▶ **The problem**
Give back all the data exactly, line by line.

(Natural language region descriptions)
________

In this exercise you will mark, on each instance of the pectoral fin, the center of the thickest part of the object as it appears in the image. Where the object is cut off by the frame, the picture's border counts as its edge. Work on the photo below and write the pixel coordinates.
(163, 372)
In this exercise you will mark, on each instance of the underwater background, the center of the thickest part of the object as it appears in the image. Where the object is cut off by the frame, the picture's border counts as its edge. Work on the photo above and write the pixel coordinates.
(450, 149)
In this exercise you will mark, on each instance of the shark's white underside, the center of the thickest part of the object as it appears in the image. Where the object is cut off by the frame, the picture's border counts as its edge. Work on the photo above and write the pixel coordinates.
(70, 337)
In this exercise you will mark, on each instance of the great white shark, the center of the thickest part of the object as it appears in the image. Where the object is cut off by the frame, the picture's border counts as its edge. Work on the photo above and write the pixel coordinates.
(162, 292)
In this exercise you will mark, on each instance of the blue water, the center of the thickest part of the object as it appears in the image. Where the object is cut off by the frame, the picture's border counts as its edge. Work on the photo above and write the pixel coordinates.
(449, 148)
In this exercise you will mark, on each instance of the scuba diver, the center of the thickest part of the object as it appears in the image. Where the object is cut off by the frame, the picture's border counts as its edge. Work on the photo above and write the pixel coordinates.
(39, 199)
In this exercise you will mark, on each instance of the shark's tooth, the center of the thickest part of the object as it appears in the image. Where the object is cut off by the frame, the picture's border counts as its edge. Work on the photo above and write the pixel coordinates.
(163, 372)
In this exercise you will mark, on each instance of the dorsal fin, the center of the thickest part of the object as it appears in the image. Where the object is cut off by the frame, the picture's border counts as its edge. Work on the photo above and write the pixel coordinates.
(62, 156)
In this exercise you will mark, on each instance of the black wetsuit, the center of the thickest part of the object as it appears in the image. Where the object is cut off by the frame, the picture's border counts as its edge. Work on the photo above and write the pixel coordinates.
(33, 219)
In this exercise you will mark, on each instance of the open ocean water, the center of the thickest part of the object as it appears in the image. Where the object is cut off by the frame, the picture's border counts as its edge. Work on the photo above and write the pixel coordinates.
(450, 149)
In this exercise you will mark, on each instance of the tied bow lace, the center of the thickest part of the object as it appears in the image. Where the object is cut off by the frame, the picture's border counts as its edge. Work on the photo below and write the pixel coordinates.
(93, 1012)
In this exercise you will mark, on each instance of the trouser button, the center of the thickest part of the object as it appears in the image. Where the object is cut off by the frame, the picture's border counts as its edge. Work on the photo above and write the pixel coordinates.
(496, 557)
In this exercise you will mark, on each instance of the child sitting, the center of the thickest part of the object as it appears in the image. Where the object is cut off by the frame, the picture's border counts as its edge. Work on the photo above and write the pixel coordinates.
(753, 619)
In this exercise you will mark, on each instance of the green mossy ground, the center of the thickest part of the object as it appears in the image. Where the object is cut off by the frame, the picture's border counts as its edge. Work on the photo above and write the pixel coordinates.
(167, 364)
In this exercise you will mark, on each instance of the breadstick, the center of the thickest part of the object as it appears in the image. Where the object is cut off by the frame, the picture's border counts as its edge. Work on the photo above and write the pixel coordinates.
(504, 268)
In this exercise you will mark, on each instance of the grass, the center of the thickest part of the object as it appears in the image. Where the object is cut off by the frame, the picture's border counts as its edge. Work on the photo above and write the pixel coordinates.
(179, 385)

________

▶ **Solution to this problem**
In this exercise you will mark, on each instance of the pectoral fin, the center of the thickest part of the object as it appears in the image. Where the object is cut off by the frame, the picture's border counts as its edge. Work on the photo below and write the pixel coordinates.
(163, 372)
In this exercise you will mark, on each instance of the underwater background, the center of the thickest part of the object as it appears in the image. Where the object is cut off by the frame, the picture's border counts as its edge. Work on the photo above and write the pixel coordinates.
(450, 149)
In this exercise you will mark, on each instance of the shark's white underside, the center of the thickest part of the object as it appears in the image. Where the object is cut off by the frame, the picture's border counts as its edge. Work on the photo above and write the pixel coordinates.
(70, 337)
In this exercise you will mark, on each instance of the great white shark, the center of the thickest part of the object as it appears in the image. Where the object is cut off by the frame, the picture's border counts as its edge. Work on the photo above and write the pixel coordinates.
(162, 292)
In this exercise you will mark, on each instance of the blue water, the center of the thickest part of the object as it appears in the image. Where the object is cut off by the frame, the picture's border counts as its edge. Work on the photo above and write the pixel coordinates.
(449, 148)
In this exercise you will mark, on each instance of the scuba diver, the center of the thickest part of the object as it appears in the image. Where the object is cut off by the frame, the picture's border counts as its edge. Work on the photo above and write the pixel coordinates.
(39, 199)
In this exercise you will mark, on each instance of the shark's tooth, the center of the thickest part of the object as it appears in the image. Where the object is cut off by the frame, the picture's border counts as its edge. Work on the photo above and write the pixel coordinates.
(163, 372)
In this exercise you will mark, on each instance of the dorsal fin, the center of the thickest part of the object as it appears in the image. Where the object is cut off by the frame, the picture's border counts as its edge. Work on the photo above and write the pixel coordinates.
(62, 156)
In this exercise you will mark, on each instance of the black wetsuit, the center of the thickest part of the object as it appears in the image. Where the object is cut off by the frame, the picture's border counts as its edge. Work on the photo above and write the pixel coordinates.
(33, 219)
In this exercise you will mark, on each instance of the open ocean water, the center of the thickest part of the object as it appears in the image. Where the object is cut off by the frame, the picture's border counts as its edge. Work on the photo above and write the pixel coordinates.
(450, 149)
In this exercise you will mark, on each instance of the tied bow lace, the center of the thickest part of the object as it appears in the image. Where the object is cut off by the frame, the picture's border counts as its edge. Work on the photo below and write the pixel coordinates.
(93, 1012)
In this exercise you will mark, on each instance of the trouser button, the center of the thickest part of the object as it appears in the image. Where the object is cut off by the frame, the picture's border counts as its edge. Work on the photo above and write the pixel coordinates.
(496, 557)
In this exercise you will mark, on each instance of the child sitting, the center of the thickest part of the object as it appears in the image. Where the object is cut off by the frame, the picture's border counts as its edge. Work on the photo above and write the pixel coordinates.
(753, 619)
In this exercise you will mark, on each instance of the green mossy ground, the center of the thickest part of the object as it appears in the image. Where the object is cut off by the frame, the picture's border counts as its edge. Work on the photo above and write the pixel coordinates.
(167, 364)
In this exercise you will mark, on each instance of the breadstick, the center of the thickest part of the object as it appears in the image. Where the object is cut off by the frame, the picture's border counts as its edge. Work on the photo above and write the pixel coordinates.
(504, 268)
In this exercise you will mark, on each instance of the grass, the center of the thickest part of the object as it appears in the image. Where the object is cut off by the frame, the picture's border counts as its edge. Work on the photo above and write the pixel coordinates.
(179, 385)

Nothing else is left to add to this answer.